* [PROBLEM TO SOLVE]: Can you recast the records below as a two-column CSV with the headers record_text and answer, giving one row per record, with each record's text and its answer each in a single quoted field and line breaks replaced by spaces?

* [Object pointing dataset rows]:

┄┄┄┄┄┄┄┄┄┄

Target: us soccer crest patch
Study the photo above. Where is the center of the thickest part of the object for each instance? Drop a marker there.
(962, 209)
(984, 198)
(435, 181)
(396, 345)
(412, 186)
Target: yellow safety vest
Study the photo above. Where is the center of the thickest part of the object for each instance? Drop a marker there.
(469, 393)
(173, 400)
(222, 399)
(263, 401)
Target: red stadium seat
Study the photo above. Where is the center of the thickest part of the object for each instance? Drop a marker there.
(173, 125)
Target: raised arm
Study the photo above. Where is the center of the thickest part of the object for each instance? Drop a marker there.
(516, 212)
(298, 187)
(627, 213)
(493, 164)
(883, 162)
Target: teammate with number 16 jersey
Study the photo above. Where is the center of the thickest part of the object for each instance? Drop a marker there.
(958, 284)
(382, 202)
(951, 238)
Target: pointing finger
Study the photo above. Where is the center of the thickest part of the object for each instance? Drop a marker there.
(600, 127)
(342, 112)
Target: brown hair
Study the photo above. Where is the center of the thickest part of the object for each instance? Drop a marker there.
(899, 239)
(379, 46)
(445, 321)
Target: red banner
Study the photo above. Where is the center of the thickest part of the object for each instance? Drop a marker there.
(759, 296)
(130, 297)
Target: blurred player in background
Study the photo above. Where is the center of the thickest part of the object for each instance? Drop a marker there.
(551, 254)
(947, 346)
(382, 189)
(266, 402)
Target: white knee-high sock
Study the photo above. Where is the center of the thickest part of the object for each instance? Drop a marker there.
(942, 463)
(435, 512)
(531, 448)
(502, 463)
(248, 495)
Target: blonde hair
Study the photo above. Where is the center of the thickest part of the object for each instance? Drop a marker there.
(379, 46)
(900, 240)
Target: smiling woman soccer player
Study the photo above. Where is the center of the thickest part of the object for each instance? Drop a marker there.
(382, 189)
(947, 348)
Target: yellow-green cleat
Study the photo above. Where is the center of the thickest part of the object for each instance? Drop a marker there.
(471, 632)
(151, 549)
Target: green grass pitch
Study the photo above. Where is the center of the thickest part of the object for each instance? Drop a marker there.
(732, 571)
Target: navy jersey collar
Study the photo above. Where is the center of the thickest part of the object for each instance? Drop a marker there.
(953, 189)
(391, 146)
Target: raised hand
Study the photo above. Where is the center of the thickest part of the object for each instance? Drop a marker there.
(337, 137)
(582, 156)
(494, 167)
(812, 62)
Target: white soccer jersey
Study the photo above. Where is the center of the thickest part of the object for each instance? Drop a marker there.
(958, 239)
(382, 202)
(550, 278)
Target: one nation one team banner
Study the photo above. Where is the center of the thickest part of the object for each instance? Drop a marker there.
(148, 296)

┄┄┄┄┄┄┄┄┄┄

* [FINAL ANSWER]:
record_text,answer
"Target: us soccer crest patch Study the photo above. Where is the center of the thickest part of the object for each instance? Drop a marker there.","(962, 209) (984, 198) (435, 181) (396, 345) (412, 186)"
"Target: yellow safety vest Study the photo above. Where is the center of the thickest part of the object for each instance? Drop a marker there.","(469, 393) (173, 400) (222, 399) (263, 401)"
"Target: red stadium seat Study the photo above. Where is the center of the thickest part of the object for each instance? Drop a marker there.","(173, 125)"
"Target: raised arm Study the photo above. Where is the center of the thickest part of the object for each instance? Drop a marker there.","(516, 212) (298, 187) (627, 213) (493, 164) (883, 162)"
"Target: teammate with number 16 jersey Study the photo above. Where is the center of the thickest part of the object for each instance? Drop a marker there.","(958, 284) (382, 202) (951, 238)"
"Target: pointing finger Study the photo above. Where is the center of the thickest part of the object for each instance? Drop a marker there.","(600, 127) (342, 112)"
"Target: brown hair Study the photo above. Where is the center of the thickest part of the object for each instance? Drop a marker there.","(899, 239) (379, 46) (445, 321)"
"Target: red banner Study the photo above. Where is the center of the thickest part of the object for each instance? Drop a marker there.","(759, 296) (130, 297)"
"Target: blurred player in background Study the photo above. Where is the center of the thickest part of the object for each instance? Drop a marker there.","(551, 254) (947, 346) (382, 189) (266, 402)"
"Target: white knee-high sock Study the photo above. Where is the center of the thickest part of the object for each instance? Drop a marker there.","(942, 463) (435, 512) (531, 448) (502, 463) (248, 495)"
"Target: blonde hair Study the photo above. Where is the center of the thickest part of the object for each instance? Drop a marker there.","(379, 46) (900, 240)"
"Target: smiling woman soccer player Study the photo above. Where is the center of the thickest part of the object for each instance? Drop a marker there.","(382, 189) (947, 348)"
"Target: yellow-green cleat Study the photo above. Where is the center of the thickest part of the object for each instance? Drop a marker there.","(471, 632) (151, 549)"
"Target: green grass pitch Study the photo above. Where is the center of the thickest part of the object for each instance? Drop a marker there.","(732, 571)"
"Target: navy jersey collar Study the photo above. Where is the center of the thickest part of the object for each instance? Drop a marker there.","(953, 189) (391, 146)"
"Target: raised hand Study the photo above. Where is the center of the thickest part of the object for each instance? Drop a marker there.","(337, 137) (582, 156) (494, 167) (812, 62)"
"Target: white soccer jersey Study the photo above. Where is the center of the thickest part of the object for each instance? Drop a marker there.","(958, 239) (382, 202) (550, 278)"
"Target: one nation one team banner Study the photo above. Where is the center of the thickest part of the object for each instance? Drop a marker there.","(148, 296)"